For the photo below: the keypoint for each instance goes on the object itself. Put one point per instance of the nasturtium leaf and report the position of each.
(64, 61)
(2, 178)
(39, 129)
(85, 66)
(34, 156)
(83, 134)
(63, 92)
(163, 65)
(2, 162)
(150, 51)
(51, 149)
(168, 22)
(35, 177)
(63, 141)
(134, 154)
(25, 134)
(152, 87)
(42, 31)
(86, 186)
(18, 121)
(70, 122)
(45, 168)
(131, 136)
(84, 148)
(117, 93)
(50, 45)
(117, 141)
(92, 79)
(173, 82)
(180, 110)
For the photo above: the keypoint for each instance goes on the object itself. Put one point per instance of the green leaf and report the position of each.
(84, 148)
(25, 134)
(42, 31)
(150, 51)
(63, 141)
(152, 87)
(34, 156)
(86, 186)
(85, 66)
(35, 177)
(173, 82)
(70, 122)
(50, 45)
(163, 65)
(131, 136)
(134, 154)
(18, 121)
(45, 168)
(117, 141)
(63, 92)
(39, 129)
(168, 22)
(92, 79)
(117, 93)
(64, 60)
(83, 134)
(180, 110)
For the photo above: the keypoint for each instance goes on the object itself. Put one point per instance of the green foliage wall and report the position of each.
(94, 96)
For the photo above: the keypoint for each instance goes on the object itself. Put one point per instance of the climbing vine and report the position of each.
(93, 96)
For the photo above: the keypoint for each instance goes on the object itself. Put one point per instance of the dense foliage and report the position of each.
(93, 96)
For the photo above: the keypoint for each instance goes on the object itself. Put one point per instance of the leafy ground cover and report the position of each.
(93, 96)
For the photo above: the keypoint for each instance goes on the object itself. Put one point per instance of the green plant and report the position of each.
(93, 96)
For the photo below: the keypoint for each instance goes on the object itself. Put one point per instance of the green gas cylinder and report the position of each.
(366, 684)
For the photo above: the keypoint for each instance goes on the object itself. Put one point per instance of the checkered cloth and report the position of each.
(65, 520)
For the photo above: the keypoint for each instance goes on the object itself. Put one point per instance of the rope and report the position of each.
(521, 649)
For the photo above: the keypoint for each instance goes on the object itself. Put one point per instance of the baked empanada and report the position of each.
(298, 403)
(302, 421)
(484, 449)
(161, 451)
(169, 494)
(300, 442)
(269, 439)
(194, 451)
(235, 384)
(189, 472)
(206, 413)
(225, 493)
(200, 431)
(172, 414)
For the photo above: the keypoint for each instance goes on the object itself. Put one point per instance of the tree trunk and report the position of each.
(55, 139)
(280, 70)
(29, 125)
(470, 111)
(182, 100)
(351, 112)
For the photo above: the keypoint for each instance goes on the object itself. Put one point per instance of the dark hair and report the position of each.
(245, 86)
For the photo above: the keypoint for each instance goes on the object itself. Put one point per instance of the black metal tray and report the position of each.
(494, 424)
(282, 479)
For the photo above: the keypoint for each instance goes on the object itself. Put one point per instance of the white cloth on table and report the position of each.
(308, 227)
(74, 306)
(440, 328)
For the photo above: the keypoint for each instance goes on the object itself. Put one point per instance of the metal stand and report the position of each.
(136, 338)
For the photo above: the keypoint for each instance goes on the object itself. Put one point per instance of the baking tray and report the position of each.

WORK TO BE COMPLETED:
Line by line, repeat the material precisely.

RESPONSE:
For the photo below: the keypoint for each instance goes on the object itself. Put one point per instance of the nasturtium leaf and report the position of each.
(64, 61)
(2, 178)
(39, 129)
(85, 66)
(34, 156)
(83, 134)
(63, 92)
(163, 65)
(2, 162)
(150, 51)
(51, 149)
(168, 22)
(35, 177)
(63, 141)
(134, 154)
(25, 134)
(152, 87)
(42, 31)
(86, 186)
(18, 121)
(70, 122)
(45, 168)
(131, 136)
(84, 148)
(117, 93)
(50, 45)
(117, 141)
(92, 79)
(173, 82)
(180, 110)
For the photo above: the keypoint for each instance goes on the object itself. Put one point per instance of the green leaf and report the position of each.
(84, 148)
(25, 134)
(42, 31)
(150, 51)
(63, 141)
(152, 87)
(34, 156)
(86, 186)
(85, 66)
(35, 177)
(173, 82)
(70, 122)
(50, 45)
(163, 65)
(131, 136)
(134, 154)
(18, 121)
(45, 168)
(117, 141)
(63, 92)
(39, 129)
(168, 22)
(92, 79)
(117, 93)
(64, 60)
(83, 134)
(180, 110)
For the photo above: the keypoint for each instance goes on the object itself. Put one point per instance of the green foliage wall and report the position of each.
(94, 96)
For the photo above: the keypoint for each instance goes on the object itself. Put one point per instance of the climbing vine and report the position of each.
(93, 96)
For the photo above: the keypoint for each instance goes on the object itself. Put one point per instance of the dense foliage and report the position of each.
(93, 96)
For the photo above: the keypoint for each instance goes on the object itself. Put one point per instance of the leafy ground cover and report the position of each.
(93, 96)
For the photo above: the keypoint for each instance goes on the object itself. Put one point per instance of the green plant and report the position of each.
(93, 96)
For the photo below: the keypoint for each instance goes on the object itself. Put one point per instance of the green gas cylinder and report the position of each.
(366, 684)
For the photo above: the keypoint for each instance goes on the object itself. Put one point per instance of the checkered cloth and report the position of each.
(65, 520)
For the photo above: the keypoint for each instance goes on the object itself. Put one point per instance of the rope and report the position of each.
(521, 649)
For the photo above: the keypoint for each instance goes on the object itself. Put one point per instance of the baked empanada and report the position of each.
(298, 403)
(302, 421)
(484, 449)
(161, 451)
(169, 494)
(300, 442)
(269, 439)
(194, 451)
(235, 384)
(189, 472)
(206, 413)
(225, 493)
(200, 431)
(172, 414)
For the photo above: the keypoint for each instance goes on the object itself. Put one point per instance of the tree trunk and report the position of each.
(55, 139)
(280, 70)
(29, 125)
(470, 111)
(182, 100)
(351, 112)
For the photo above: the keypoint for each instance goes on the object itself. Put one point per instance of the dark hair and report the position of each.
(245, 86)
For the photo above: the keypoint for each instance goes on the object itself. Put one point per instance of the black metal tray and report the position of each.
(494, 424)
(282, 479)
For the photo above: the keypoint for each instance goes on the object itself. Put one point per instance of the white cloth on table and report the position of each.
(308, 227)
(74, 306)
(440, 328)
For the photo above: the keypoint for each instance goes on the object itself. Put one point per instance of the metal stand and report the position of each.
(136, 338)
For the photo above: the keypoint for each instance goes on the object itself. Put one point per instance of the baking tray and report the position of each.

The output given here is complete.